**EXERCISE OBJECTIVE**
Exactly as written, copy the lines of the data below from the first through the one containing "of the ceiling".

**DATASET EXCERPTS**
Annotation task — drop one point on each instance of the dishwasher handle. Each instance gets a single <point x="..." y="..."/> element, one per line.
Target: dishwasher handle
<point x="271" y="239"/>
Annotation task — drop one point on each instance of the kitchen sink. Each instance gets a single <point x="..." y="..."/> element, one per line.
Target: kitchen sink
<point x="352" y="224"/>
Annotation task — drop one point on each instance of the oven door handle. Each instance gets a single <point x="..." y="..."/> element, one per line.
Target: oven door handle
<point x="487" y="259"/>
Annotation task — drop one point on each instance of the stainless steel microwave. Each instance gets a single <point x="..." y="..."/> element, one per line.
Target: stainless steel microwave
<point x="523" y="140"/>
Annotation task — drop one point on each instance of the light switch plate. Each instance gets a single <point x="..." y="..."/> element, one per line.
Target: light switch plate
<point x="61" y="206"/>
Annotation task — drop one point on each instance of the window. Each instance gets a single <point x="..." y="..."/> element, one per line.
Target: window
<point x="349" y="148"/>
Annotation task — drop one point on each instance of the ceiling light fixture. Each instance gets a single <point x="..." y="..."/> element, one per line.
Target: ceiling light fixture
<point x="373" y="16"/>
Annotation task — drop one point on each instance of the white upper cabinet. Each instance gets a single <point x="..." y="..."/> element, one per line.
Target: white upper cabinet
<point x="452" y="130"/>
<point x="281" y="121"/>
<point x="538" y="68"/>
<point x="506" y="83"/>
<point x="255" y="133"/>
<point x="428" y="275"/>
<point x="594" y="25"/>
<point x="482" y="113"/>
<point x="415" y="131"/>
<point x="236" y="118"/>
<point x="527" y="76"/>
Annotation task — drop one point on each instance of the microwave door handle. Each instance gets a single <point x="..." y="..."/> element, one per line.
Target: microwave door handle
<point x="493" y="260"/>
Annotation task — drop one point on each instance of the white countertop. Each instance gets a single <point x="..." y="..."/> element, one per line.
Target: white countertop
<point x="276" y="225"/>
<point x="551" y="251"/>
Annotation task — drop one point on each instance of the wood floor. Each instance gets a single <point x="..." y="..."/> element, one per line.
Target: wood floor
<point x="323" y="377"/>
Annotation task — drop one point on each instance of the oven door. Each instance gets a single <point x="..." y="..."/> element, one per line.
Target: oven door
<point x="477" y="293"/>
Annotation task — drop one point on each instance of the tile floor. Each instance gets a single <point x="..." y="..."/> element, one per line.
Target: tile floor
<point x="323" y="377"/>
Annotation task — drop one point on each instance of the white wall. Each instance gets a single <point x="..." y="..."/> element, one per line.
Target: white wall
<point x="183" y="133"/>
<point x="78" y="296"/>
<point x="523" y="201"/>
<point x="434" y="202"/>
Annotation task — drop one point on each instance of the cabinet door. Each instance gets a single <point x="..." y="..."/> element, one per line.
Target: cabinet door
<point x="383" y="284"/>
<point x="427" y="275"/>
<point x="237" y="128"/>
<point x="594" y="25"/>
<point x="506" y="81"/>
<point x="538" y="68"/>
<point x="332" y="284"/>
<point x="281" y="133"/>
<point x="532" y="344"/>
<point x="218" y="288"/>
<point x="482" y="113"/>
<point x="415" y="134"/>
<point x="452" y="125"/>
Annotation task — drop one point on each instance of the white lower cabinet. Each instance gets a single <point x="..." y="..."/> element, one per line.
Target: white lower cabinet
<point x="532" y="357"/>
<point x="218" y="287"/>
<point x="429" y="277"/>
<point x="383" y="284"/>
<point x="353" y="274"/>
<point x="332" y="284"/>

**EXERCISE OUTPUT**
Annotation task — drop one point on each instance of the dishwasher handle. Each instance gets a single <point x="..." y="..."/> element, one per line.
Target: dishwasher handle
<point x="271" y="239"/>
Annotation task — drop one point on each instance of the kitchen sink. Each instance gets a single <point x="..." y="..."/> element, one per line.
Target: kitchen sink
<point x="352" y="224"/>
Annotation task — drop one point on each instance of the oven door handle. Each instance gets a single <point x="..." y="..."/> element, one per line.
Target: oven door handle
<point x="487" y="259"/>
Annotation task — drop one point on each instance of the stainless steel microwave. Each instance gets a single <point x="..." y="..."/> element, one per line.
Target: stainless steel microwave
<point x="523" y="140"/>
Annotation task — drop one point on each instance of the light switch plate. Each instance gets a single <point x="..." y="..."/> element, one per line.
Target: light switch plate
<point x="61" y="206"/>
Annotation task — drop one point on each instance of the window. Each instance gets a single <point x="..." y="..."/> element, one per line.
Target: window
<point x="349" y="148"/>
Annotation task — drop one point on each instance of the ceiling light fixture. Each instance gets a single <point x="..." y="..."/> element, one per line.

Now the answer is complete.